Newsday review of AtD

Carvill John johncarvill at hotmail.com
Fri Nov 17 15:03:25 CST 2006


<<But I think the very foundation of
fiction is the creation of worlds and characters, and a reader wants
to "relate" to these creations, have an emotional connection. >>

Well, but I think this sort of thing only represents one strain or aspect of 
fiction. That a reader is able to relate to or empathise with characters is 
a crtierion which could easily be fulfilled by some very non-literary 
fiction. Not that that's a bad thing, I just don't think it applies to 
Pynchon.

<<
Thus at
least some aspect of the character has to feel "real" to the reader.
Otherwise reading about some theoretical construct embodied in a
fictional world becomes a pretty dry experience. >>

In some ways, it seems that Pynchon is often valued for the very opposite of 
what you're saying here. There is a lot written about themes, theories, 
motifs, tropes, etc etc. and a lot less about how much fun Pynchon is to 
read, his poetic prose and imagery, narrative voice, sociopolitical outlook, 
sense of history, elegiac tone, and all the other stuff that's a lot more 
attractive to 'general readers' like myself.

### SUPPLIED MATERIAL
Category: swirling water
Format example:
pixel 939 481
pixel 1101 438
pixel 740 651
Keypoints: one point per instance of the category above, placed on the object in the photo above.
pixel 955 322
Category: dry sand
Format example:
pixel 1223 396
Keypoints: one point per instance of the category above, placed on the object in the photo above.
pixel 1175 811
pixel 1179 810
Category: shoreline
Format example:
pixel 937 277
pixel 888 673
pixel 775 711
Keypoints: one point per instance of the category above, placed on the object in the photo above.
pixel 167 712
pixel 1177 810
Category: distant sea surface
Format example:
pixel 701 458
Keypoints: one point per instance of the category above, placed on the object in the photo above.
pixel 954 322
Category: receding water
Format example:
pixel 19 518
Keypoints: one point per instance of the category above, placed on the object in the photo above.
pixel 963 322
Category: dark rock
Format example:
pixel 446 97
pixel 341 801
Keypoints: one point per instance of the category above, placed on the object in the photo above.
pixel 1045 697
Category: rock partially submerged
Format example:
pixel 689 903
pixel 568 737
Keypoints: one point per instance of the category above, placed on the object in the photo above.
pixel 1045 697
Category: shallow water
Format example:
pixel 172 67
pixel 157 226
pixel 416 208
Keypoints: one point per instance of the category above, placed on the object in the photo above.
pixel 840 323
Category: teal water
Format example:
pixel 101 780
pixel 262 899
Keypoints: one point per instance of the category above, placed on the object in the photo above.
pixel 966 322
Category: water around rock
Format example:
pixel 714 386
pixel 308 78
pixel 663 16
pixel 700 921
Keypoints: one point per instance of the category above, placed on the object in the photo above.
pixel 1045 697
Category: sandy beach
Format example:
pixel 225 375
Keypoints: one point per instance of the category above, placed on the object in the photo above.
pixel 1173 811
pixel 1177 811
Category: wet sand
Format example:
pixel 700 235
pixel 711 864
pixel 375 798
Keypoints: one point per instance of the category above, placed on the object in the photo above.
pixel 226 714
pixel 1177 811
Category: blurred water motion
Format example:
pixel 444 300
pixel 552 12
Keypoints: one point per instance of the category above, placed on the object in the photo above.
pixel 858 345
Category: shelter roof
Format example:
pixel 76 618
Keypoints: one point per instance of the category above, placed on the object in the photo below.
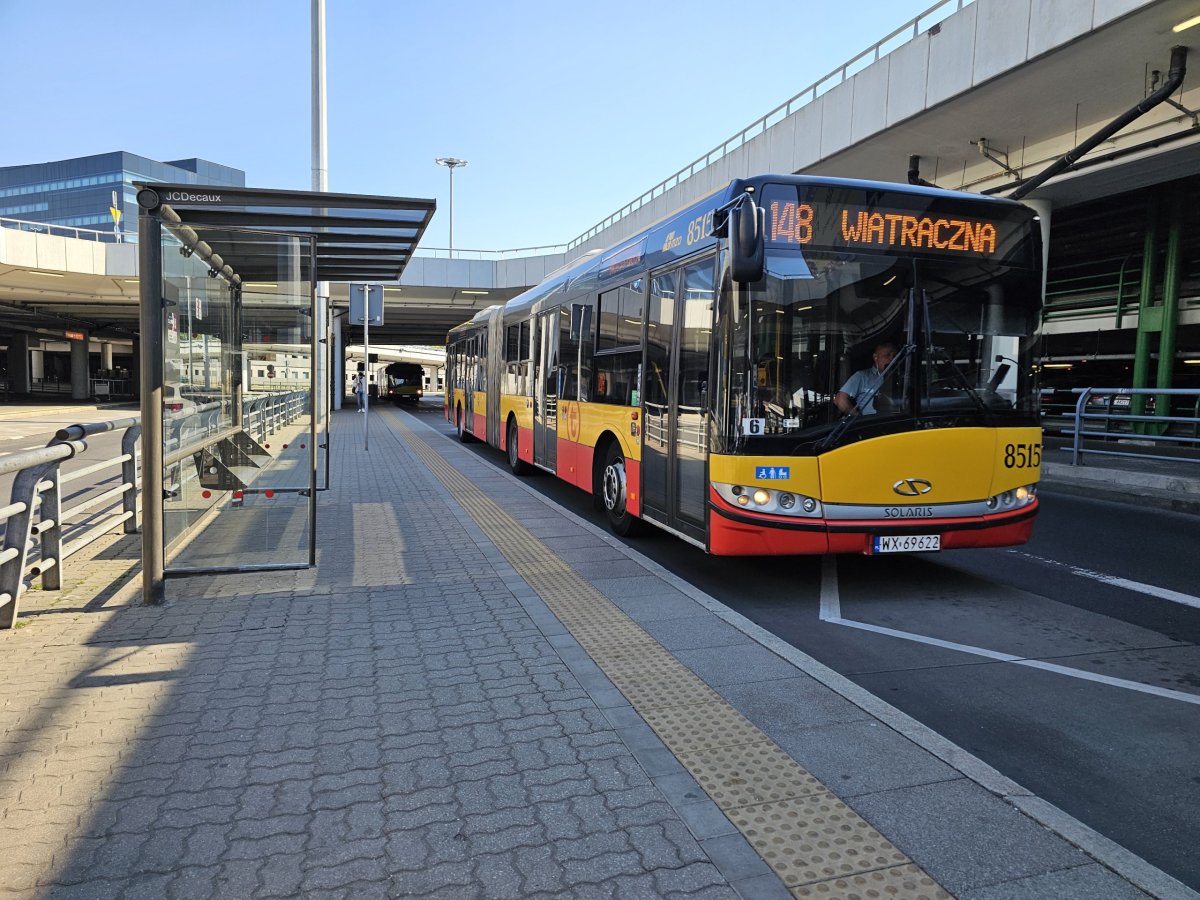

### THE TASKS
a – According to the post, what four things have been written about a lot regarding Pynchon?
b – Reproduce the passage of the post between "In some ways, it" and "readers' like myself.", inclusive, substituting "melancholy tone" for "elegiac tone".
The rows that come after the post are separate material.

### PER-TASK ANSWERS
a – Themes, theories, motifs, and tropes.

b –
In some ways, it seems that Pynchon is often valued for the very opposite of 
what you're saying here. There is a lot written about themes, theories, 
motifs, tropes, etc etc. and a lot less about how much fun Pynchon is to 
read, his poetic prose and imagery, narrative voice, sociopolitical outlook, 
sense of history, melancholy tone, and all the other stuff that's a lot more 
attractive to 'general readers' like myself.